▶ [Problem description]: The records below are to be repeated in full, exactly as they are.

Saved entries:
◇ ◇ ◇ ◇ ◇ ◇ ◇

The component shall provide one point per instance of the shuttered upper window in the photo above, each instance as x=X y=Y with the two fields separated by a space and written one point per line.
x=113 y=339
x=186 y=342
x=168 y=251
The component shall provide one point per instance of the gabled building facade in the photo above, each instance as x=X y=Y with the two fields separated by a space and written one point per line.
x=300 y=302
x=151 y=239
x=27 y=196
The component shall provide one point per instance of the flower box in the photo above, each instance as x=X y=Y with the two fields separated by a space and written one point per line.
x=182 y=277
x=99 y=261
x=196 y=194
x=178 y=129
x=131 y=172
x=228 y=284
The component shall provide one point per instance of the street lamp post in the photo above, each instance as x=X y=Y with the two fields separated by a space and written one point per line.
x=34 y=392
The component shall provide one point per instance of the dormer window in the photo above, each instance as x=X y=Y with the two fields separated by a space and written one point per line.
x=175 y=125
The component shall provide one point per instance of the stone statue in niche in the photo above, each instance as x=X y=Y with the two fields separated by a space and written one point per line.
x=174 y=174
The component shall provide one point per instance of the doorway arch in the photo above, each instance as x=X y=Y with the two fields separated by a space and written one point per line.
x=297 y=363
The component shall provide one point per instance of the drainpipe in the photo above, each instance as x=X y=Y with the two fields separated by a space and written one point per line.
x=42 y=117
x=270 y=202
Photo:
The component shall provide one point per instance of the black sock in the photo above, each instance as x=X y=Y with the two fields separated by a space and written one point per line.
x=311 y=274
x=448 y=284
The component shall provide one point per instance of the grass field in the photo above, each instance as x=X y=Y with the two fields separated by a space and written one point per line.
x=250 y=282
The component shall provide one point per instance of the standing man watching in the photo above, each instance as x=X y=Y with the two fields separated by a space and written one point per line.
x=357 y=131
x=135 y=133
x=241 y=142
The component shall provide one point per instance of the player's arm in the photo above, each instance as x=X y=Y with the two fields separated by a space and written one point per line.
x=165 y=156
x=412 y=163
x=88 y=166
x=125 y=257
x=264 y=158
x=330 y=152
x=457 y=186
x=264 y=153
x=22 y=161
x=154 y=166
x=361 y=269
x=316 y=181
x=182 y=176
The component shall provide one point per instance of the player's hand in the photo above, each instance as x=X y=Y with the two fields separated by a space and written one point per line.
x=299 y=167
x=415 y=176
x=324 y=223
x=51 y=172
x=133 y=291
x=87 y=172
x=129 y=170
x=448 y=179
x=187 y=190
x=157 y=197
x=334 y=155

◇ ◇ ◇ ◇ ◇ ◇ ◇

▶ [Your response]:
The component shall provide one point per instance of the shuttered upper window in the photo above, each instance as x=X y=Y with the two fields separated by a space and written one point per line.
x=113 y=339
x=186 y=342
x=168 y=251
The component shall provide one point per instance of the gabled building facade in the photo above, each instance as x=X y=Y with the two fields separated by a space and written one point per line.
x=300 y=302
x=151 y=239
x=27 y=196
The component shall provide one point per instance of the flower box in the photo above, each instance as x=X y=Y with the two fields separated by a space and written one point per line.
x=182 y=277
x=99 y=261
x=196 y=194
x=178 y=129
x=131 y=172
x=228 y=284
The component shall provide one point per instance of the street lamp post in the photo above, each instance as x=X y=Y with the two fields separated by a space and written one point per line.
x=34 y=392
The component shall provide one point per instance of the dormer window in the photo above, each instance as x=X y=Y with the two fields separated by a space and written one point per line.
x=175 y=125
The component shall provide one point per instance of the stone statue in niche in the photo above, each instance as x=X y=Y with the two fields separated by a space and written one point per line.
x=174 y=174
The component shall provide one point per instance of the doorway arch in the photo above, each instance as x=X y=Y with the two fields separated by a space and written one point per line.
x=297 y=363
The component shall provide one point per instance of the drainpipe in the photo above, each instance as x=X y=Y with the two fields separated by a space and written one point per line.
x=42 y=117
x=270 y=202
Photo:
The component shall provide one point per instance of the black sock in the photo above, each instance as x=X y=Y with the two fields separated by a space and written one point per line.
x=311 y=274
x=448 y=284
The component shall provide one point per instance of the grass field in the photo above, each instance as x=X y=Y with the two fields separated by a space and written one point per line.
x=250 y=282
The component shall provide one point per instance of the standing man watching in the photo above, each instance as x=X y=Y with the two fields separated by a space and written one point per line.
x=357 y=131
x=135 y=133
x=241 y=142
The component shall provide one point per instance of the player's arm in the photo above, each instance as x=X y=Y with the two fields separated by a space and written one point per line.
x=165 y=156
x=412 y=163
x=88 y=166
x=125 y=257
x=264 y=158
x=330 y=152
x=457 y=186
x=264 y=153
x=22 y=161
x=154 y=166
x=361 y=269
x=316 y=181
x=182 y=176
The component shall provide one point per instance of the player's hand in the photo above, each instance as x=X y=Y with the two fields separated by a space and written one point per line.
x=299 y=167
x=415 y=176
x=324 y=223
x=51 y=172
x=133 y=291
x=87 y=172
x=129 y=170
x=448 y=179
x=187 y=190
x=157 y=197
x=334 y=155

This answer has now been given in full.